*** Block opens ***

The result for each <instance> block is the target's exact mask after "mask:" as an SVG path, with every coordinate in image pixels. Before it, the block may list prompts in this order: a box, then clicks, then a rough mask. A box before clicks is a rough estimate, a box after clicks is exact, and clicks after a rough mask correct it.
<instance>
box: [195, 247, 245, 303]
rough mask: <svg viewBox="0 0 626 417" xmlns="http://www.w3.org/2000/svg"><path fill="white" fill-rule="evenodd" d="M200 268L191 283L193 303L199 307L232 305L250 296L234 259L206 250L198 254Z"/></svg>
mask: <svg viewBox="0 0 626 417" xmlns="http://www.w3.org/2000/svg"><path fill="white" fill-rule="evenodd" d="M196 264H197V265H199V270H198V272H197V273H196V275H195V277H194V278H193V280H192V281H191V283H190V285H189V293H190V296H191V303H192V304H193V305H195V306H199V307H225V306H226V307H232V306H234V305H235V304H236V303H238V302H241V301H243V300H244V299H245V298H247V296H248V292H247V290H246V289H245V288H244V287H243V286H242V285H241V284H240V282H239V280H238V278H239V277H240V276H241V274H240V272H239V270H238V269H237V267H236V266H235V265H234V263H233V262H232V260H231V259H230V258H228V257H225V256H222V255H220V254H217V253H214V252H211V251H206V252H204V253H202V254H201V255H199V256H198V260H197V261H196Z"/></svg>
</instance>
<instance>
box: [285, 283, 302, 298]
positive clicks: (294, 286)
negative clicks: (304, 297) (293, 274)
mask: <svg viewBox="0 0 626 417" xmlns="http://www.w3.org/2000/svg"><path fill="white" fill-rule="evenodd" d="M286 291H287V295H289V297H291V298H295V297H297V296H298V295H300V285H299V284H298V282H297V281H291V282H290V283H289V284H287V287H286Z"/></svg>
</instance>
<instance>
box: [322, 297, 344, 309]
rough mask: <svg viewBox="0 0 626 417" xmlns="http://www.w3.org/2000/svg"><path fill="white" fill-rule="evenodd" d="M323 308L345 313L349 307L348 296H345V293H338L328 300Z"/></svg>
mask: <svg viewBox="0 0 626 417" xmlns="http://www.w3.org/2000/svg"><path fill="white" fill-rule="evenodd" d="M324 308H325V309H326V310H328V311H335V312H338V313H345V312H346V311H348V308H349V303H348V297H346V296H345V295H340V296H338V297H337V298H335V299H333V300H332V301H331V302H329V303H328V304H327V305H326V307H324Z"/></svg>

*** Block closes ***

Task description: Take the lines from the first line of the records through the line holding "box: [195, 247, 245, 303]", both included, and please reproduce them exactly with nothing added.

Output:
The result for each <instance> block is the target's exact mask after "mask:" as an SVG path, with every coordinate in image pixels. Before it, the block may list prompts in this order: a box, then clicks, then a rough mask. A box before clicks is a rough estimate, a box after clicks is exact, and clicks after a rough mask correct it.
<instance>
box: [195, 247, 245, 303]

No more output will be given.